» **TASK TO COMPLETE**
Nothing but the listing below, retyped exactly, should appear in the answer.

» **DATASET EXTRACT**

╭──

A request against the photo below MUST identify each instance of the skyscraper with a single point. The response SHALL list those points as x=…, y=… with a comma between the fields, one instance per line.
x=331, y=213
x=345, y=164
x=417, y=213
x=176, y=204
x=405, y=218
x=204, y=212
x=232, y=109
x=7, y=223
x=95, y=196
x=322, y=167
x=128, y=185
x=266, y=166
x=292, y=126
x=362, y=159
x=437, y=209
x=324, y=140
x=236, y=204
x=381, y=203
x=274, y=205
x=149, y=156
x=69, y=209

╰──

» **ANSWER TO THIS PROBLEM**
A request against the photo below MUST identify each instance of the skyscraper with a single point. The response SHALL list those points as x=…, y=… with a comma between the fields, one instance per line.
x=331, y=213
x=345, y=164
x=417, y=213
x=176, y=204
x=405, y=218
x=204, y=212
x=232, y=109
x=7, y=223
x=95, y=196
x=322, y=167
x=128, y=185
x=266, y=166
x=292, y=126
x=362, y=159
x=437, y=209
x=324, y=140
x=236, y=204
x=381, y=203
x=274, y=205
x=149, y=156
x=69, y=209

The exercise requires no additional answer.